→ **Selected extract**:

# # # # #

Furthermore, it has been explicitly clarified that insolvency professional entities (IPEs) acting as IPs can offer any services related to the insolvency resolution, liquidation, or bankruptcy process. However, due to considerations of independence, IPEs are restricted from providing Valuation and Audit services.

Insolvency and Bankruptcy Board of India (Model Bye-Laws and Governing Board of Insolvency Professional Agencies) Regulations, 2016

In the Schedule, in para VI, in clause 12A

Existing Provision: (6) An authorisation for assignment issued or renewed by the Agency shall be valid for a period of one year from the date of its issuance or renewal, as the case may be, or till the date on which the professional member attains the age of seventy years, whichever is earlier.

Amendment: (6) An authorisation for assignment issued or renewed by the Agency shall be valid for a period of one year from the date of its issuance or renewal, as the case may be: Provided that an authorisation for assignment issued or renewed by the Agency shall be valid till 30th of June of the year where the expiry of the period of one year falls from 1st of January to 30th of June, or till 31st of December of the year where the expiry of the period of one year falls from 1st of July to 31st of December: Provided further that if the professional member attains the age of seventy years during this period, the authorisation for assignment shall be valid till such date.

This amendment ensures uniformity in the Authorization for Assignment (AFA) cycle for insolvency professionals, fostering consistency and convenience for practitioners. The authorization now remains valid until the 30th of June or 31st of December of the year, depending on the expiry period.

Circular – Measures for rationalisation of the regulatory framework of Insolvency Professional Entities

1. Since, an IPE acting as IP would have multiple individuals as its partners or directors, as the case may be, a need is felt to clarify on the initiation of disciplinary proceeding in case of any contravention in relation to an assignment undertaken by an IP which is an IPE.

Clarification: It is hereby clarified that in case the assignment is undertaken by the IP, which is an IPE, the show-cause notice under regulation 11 of the IBBI (Inspection and Investigation) Regulations, 2017 shall be issued to:

  • its partner or director, as the case may be, who is an IP and was authorised to sign and act on behalf of it for the respective assignment; and/or
  • the IPE if in the opinion of the Board, there are either repeated instances of contravention against one or more partners or directors of the IPE or instance of systemic failure on the part of such IPE.

2. With the introduction of provisions allowing IPE to act as IP, it is not considered prudent to apply any limit on the number of assignments that may be undertaken by such IPE at this nascent stage.

# # # # #

→ **Written instruction A**: Find each line in the records that contains the word "reflective", with case counting, and copy every such line in full.
The records have no connection to the text above them.

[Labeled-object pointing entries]
# # # # #

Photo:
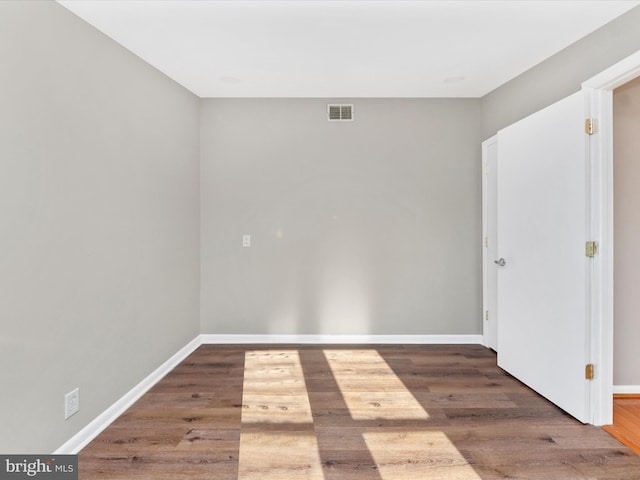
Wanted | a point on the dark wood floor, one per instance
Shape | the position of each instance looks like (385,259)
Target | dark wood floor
(353,412)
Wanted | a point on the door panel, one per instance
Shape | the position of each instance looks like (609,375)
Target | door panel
(542,228)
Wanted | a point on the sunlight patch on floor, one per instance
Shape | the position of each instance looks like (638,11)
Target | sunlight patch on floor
(274,390)
(370,387)
(412,455)
(279,455)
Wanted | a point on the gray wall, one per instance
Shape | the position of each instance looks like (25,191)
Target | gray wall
(626,173)
(363,227)
(99,238)
(562,74)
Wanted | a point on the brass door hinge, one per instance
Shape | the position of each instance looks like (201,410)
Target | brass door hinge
(590,249)
(589,371)
(590,126)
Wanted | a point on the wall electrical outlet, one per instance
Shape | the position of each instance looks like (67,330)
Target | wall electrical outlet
(71,403)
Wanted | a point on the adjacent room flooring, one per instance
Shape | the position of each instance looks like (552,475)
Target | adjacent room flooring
(626,421)
(349,412)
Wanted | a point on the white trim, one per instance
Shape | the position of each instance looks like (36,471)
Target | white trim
(102,421)
(341,339)
(627,389)
(599,90)
(485,234)
(616,75)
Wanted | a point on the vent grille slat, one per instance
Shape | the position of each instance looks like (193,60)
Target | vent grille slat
(340,112)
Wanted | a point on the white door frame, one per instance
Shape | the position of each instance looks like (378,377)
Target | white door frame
(489,324)
(599,105)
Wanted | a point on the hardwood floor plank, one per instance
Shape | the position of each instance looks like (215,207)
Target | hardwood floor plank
(385,412)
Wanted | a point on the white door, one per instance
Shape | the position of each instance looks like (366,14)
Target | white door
(490,241)
(542,229)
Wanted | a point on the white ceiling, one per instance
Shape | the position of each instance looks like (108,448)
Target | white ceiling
(345,48)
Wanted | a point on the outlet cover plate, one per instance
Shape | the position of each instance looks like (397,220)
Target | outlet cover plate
(71,403)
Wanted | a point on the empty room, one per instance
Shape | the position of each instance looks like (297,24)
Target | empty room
(319,239)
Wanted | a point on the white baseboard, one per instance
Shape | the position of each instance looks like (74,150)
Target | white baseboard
(627,389)
(102,421)
(341,339)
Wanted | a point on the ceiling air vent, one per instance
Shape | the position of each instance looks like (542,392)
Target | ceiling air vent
(340,112)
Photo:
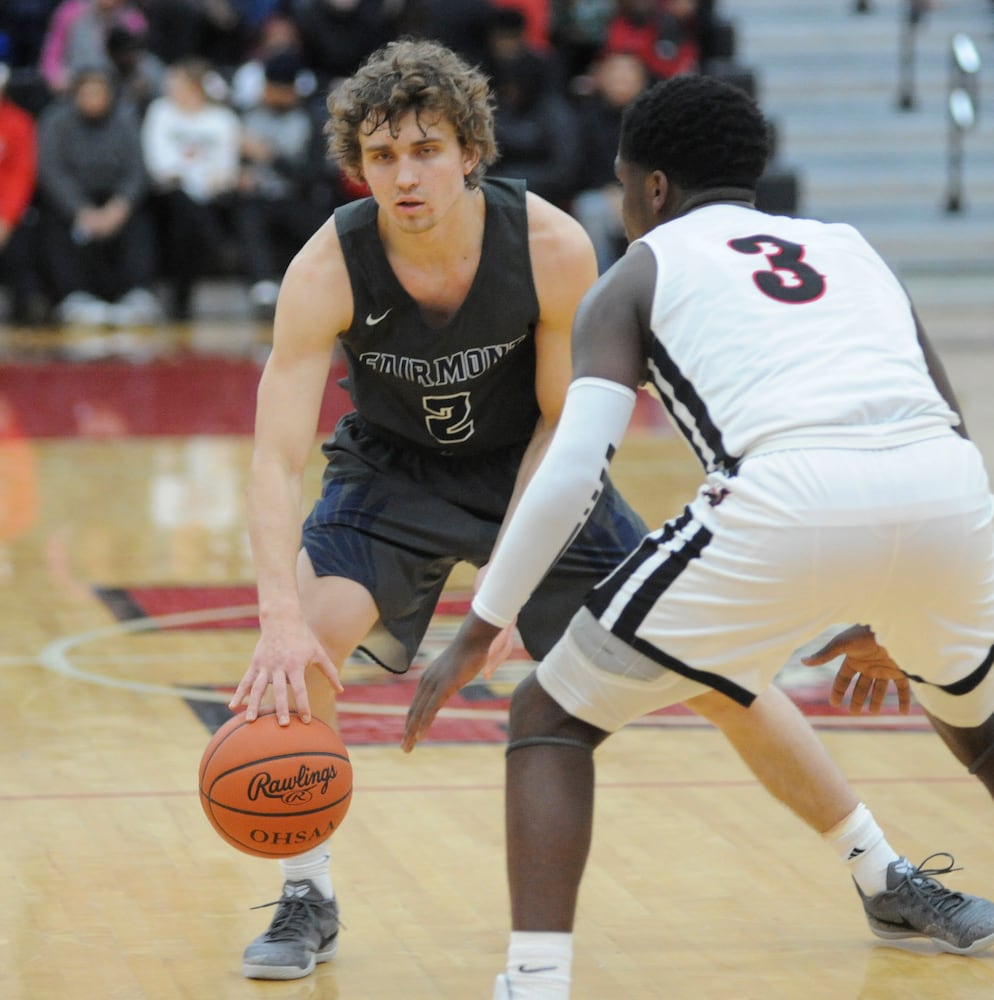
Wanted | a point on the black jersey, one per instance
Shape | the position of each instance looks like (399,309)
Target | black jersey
(463,388)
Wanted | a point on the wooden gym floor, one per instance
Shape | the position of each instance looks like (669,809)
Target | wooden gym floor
(126,610)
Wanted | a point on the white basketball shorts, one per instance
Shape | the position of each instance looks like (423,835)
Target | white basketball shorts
(761,562)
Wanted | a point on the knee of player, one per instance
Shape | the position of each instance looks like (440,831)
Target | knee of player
(535,718)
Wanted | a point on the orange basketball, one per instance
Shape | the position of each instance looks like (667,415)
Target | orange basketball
(274,791)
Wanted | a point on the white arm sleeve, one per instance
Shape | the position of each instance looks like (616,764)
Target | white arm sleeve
(559,498)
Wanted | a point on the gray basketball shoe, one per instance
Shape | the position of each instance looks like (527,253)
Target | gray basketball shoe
(916,904)
(304,932)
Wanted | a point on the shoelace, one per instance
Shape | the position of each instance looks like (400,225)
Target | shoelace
(923,882)
(292,918)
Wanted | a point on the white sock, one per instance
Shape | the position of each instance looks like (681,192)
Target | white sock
(314,866)
(539,965)
(861,844)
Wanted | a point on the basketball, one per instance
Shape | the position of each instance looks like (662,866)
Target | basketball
(274,791)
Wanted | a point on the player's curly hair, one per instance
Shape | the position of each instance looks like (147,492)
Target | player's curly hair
(700,131)
(412,75)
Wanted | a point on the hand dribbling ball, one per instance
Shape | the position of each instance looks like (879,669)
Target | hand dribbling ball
(275,791)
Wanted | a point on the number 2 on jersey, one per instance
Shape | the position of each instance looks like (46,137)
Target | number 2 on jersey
(789,279)
(448,417)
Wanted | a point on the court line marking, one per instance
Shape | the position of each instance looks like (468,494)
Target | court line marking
(54,657)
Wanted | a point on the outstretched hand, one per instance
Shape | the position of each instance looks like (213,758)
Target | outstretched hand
(469,653)
(280,661)
(868,664)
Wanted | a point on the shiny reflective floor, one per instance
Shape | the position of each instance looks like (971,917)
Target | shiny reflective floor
(127,614)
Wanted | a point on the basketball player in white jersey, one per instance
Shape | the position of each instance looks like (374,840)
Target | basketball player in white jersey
(837,488)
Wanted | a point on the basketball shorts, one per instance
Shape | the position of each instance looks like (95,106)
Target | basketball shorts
(397,520)
(760,563)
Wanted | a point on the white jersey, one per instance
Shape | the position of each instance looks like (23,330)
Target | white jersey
(752,320)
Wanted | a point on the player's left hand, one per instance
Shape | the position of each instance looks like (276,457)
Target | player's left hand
(869,665)
(454,669)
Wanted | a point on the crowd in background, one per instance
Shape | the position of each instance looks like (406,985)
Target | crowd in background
(146,145)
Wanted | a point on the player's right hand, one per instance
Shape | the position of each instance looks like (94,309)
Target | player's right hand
(868,664)
(280,661)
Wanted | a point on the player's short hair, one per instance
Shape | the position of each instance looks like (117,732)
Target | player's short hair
(412,75)
(699,131)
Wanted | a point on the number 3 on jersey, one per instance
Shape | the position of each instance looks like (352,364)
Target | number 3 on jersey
(789,279)
(448,417)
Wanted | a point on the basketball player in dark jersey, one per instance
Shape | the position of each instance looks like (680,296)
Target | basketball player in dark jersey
(452,298)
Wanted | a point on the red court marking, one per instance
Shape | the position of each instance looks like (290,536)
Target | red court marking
(809,690)
(184,395)
(180,396)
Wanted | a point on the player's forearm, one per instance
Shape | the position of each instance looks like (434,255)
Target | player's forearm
(274,502)
(560,497)
(530,462)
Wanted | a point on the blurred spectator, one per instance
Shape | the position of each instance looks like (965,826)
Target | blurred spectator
(191,144)
(219,31)
(662,33)
(277,34)
(578,32)
(275,216)
(140,71)
(18,175)
(535,126)
(536,20)
(98,243)
(461,25)
(337,35)
(25,24)
(77,36)
(617,78)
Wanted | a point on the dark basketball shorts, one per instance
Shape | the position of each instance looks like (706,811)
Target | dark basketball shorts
(397,520)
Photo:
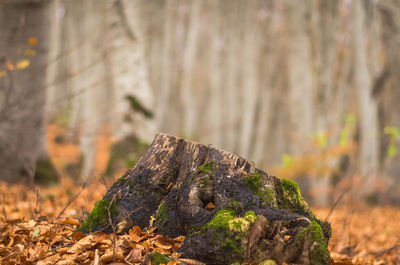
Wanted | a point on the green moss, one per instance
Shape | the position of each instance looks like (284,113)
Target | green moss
(161,215)
(253,182)
(319,253)
(206,167)
(234,245)
(292,198)
(268,262)
(221,220)
(157,258)
(121,180)
(301,235)
(267,195)
(236,206)
(319,246)
(98,217)
(45,172)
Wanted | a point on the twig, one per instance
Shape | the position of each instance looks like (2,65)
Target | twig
(4,207)
(49,246)
(113,227)
(71,200)
(336,203)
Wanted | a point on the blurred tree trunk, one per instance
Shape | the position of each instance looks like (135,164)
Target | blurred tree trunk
(23,151)
(388,91)
(367,104)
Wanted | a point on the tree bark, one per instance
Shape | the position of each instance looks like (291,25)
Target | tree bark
(23,150)
(227,208)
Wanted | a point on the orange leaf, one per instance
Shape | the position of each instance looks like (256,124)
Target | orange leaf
(10,66)
(135,234)
(71,221)
(30,52)
(32,41)
(23,64)
(76,236)
(135,255)
(173,262)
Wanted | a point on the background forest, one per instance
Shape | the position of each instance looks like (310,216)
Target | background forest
(307,89)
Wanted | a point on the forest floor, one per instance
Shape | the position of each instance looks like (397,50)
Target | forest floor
(37,225)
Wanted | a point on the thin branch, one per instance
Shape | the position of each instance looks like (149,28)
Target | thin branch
(113,227)
(49,246)
(4,207)
(37,203)
(71,200)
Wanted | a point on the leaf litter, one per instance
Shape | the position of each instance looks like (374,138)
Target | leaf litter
(32,233)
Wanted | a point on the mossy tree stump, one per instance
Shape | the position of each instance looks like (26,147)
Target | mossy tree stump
(227,208)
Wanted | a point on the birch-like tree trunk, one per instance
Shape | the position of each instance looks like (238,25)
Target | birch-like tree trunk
(24,48)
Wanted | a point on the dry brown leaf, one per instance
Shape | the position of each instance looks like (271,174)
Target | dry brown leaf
(179,239)
(96,260)
(173,262)
(135,255)
(76,236)
(109,255)
(136,234)
(81,245)
(71,221)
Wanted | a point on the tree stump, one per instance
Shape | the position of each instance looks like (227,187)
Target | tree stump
(227,208)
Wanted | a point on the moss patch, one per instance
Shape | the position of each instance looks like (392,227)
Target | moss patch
(236,206)
(320,253)
(253,182)
(206,167)
(292,199)
(157,258)
(319,246)
(230,228)
(161,214)
(98,217)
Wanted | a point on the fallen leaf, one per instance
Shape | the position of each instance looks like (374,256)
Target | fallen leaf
(71,221)
(81,245)
(10,66)
(135,255)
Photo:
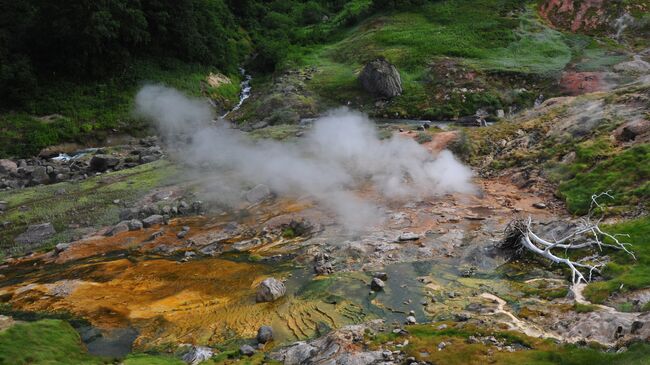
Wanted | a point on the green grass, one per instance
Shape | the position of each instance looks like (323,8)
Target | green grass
(624,273)
(88,111)
(89,202)
(480,36)
(146,359)
(45,342)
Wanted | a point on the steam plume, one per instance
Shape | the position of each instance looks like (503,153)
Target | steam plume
(339,154)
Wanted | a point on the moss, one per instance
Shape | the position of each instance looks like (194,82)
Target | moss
(47,341)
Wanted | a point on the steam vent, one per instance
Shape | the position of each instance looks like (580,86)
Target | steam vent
(325,182)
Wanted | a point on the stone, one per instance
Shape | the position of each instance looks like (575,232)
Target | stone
(247,350)
(539,205)
(631,130)
(270,290)
(101,163)
(135,225)
(377,284)
(39,175)
(379,77)
(265,334)
(8,167)
(118,228)
(381,276)
(197,355)
(36,233)
(153,220)
(258,194)
(408,236)
(60,247)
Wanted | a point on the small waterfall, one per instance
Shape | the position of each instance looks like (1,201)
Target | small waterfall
(245,91)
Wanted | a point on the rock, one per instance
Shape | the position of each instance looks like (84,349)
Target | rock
(60,247)
(36,233)
(270,290)
(135,225)
(377,284)
(197,355)
(8,167)
(118,228)
(39,175)
(631,130)
(381,276)
(265,334)
(153,220)
(381,78)
(408,236)
(258,194)
(101,163)
(247,350)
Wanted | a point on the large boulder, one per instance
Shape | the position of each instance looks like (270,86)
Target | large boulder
(381,78)
(36,233)
(270,290)
(8,167)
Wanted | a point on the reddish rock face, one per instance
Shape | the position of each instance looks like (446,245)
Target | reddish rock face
(584,15)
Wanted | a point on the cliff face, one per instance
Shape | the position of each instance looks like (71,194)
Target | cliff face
(589,15)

# # # # #

→ **Written instruction B**: Extend the text on the regulatory framework for insolvency professional entities, beginning after its last sentence.

→ **Task result A**:
Wanted | a point on the shiny reflective floor, one per instance
Target | shiny reflective floor

→ **Task result B**:
Clarification: It is hereby clarified that clause 22 of Code of Conduct specified in First Schedule to IP Regulations (limit on number of assignments) does not apply to an IP which is an IPE.

3. With the introduction of provisions allowing IPE to act as IP, it is considered prudent that IPEs have an expanded role, and their fee should be market-determined at this juncture. Also, given their institutional framework, IPEs are better placed to negotiate their fees commensurate with their pool of in-house resources and diverse range of services offered by them as compared to an individual IP.

Clarification: It is hereby clarified that regulation 34B of CIRP Regulations does not apply to an IP, which is an IPE.

Circular – Measures for facilitating efficient conduct of the processes by the Insolvency Professionals

In several instances, it is observed that the Adjudicating Authority (AA) approves the resolution plan with provisions for constitution of implementation or monitoring committees, subject to meeting other requirements. Such implementation mechanism is proposed to ensure effective implementation of the approved resolution plan and effective management of the CD during the transitional phase. Since, IP is already familiar with the nuances of the business of CD, IP is normally given a role in the implementation or monitoring committee.

Clarification: In order to facilitate smooth implementation of the resolution plan, it is hereby clarified that an IP may render professional service in relation to implementation of resolution plan approved by the AA, provided details of such service are mentioned in the resolution plan approved by the AA.

Conclusion:

The recent amendments and circulars by the IBBI signify a commitment to enhancing the efficiency and transparency of the insolvency framework in India. These changes, along with the provided insights, aim to guide practitioners, students, and stakeholders through the evolving landscape of insolvency and bankruptcy regulations.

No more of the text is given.